QUOTED PASSAGE:
The stated purpose the United Alternative initiative — spawned by Preston Manning, leader of Reform Party of Canada — is to create a new party to defeat the Liberals in the next election. Unfortunately, Manning’s approach forebodes failure.

His strategy involves inviting non-Liberals together to debate a platform of “principles” — “fiscal responsibility, social responsibility, democratic accountability, re-balancing, and equality in the federation” — that are so vague and elastic that communists could accept them. For example, “fiscal responsibility” could be achieved whether the government extorts 1% or 99% of our income. “Social responsibility” could be stretched to mean forced equalization of everyone’s wealth, etc.

The essence of this strategy is to eschew basic right-wing principles — such as individual rights (including property rights) and free enterprise — in the name of attracting the anti-Liberal vote.

Manning himself declared that the right-left distinction in politics is “outdated,” and he’s willing to sacrifice his right-wing principles for a broad “consensus.”

STORED DATA:
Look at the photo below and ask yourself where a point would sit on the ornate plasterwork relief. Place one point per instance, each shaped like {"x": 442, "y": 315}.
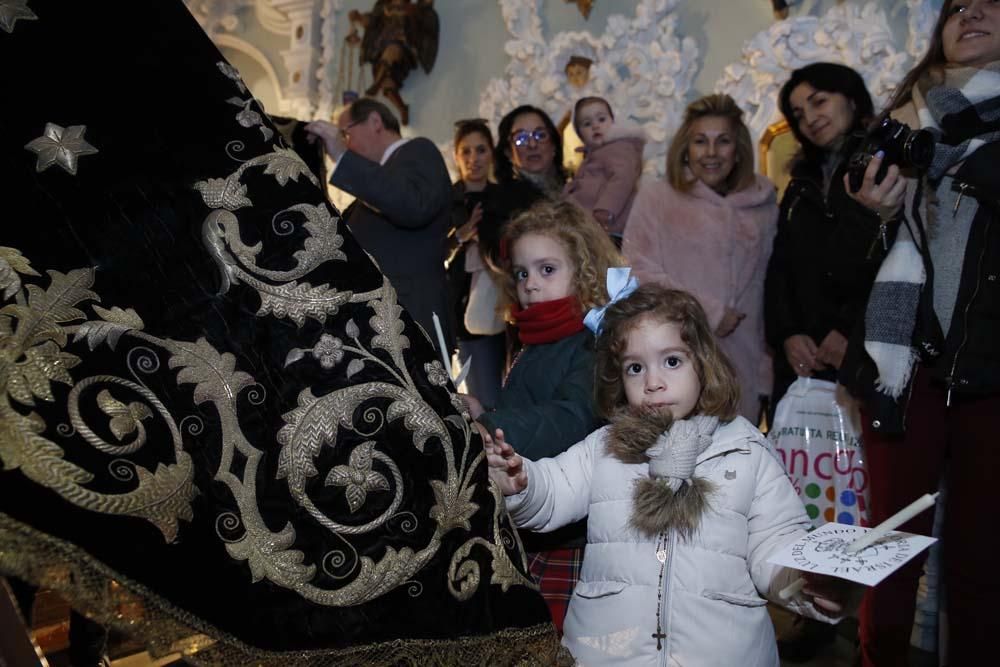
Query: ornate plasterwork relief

PROMPT A:
Answer these about the text on the United Alternative initiative:
(i) Who spawned the initiative?
(ii) Which basic right-wing principles does the text give as examples?
(iii) What word did Manning use to describe the right-left distinction in politics?
PROMPT B: Copy the text on the United Alternative initiative word for word, from "The stated purpose" to "everyone’s wealth, etc.".

YOUR SOLUTION A:
(i) Preston Manning, leader of the Reform Party of Canada.
(ii) Individual rights (including property rights) and free enterprise.
(iii) "Outdated."

YOUR SOLUTION B:
The stated purpose the United Alternative initiative — spawned by Preston Manning, leader of Reform Party of Canada — is to create a new party to defeat the Liberals in the next election. Unfortunately, Manning’s approach forebodes failure.

His strategy involves inviting non-Liberals together to debate a platform of “principles” — “fiscal responsibility, social responsibility, democratic accountability, re-balancing, and equality in the federation” — that are so vague and elastic that communists could accept them. For example, “fiscal responsibility” could be achieved whether the government extorts 1% or 99% of our income. “Social responsibility” could be stretched to mean forced equalization of everyone’s wealth, etc.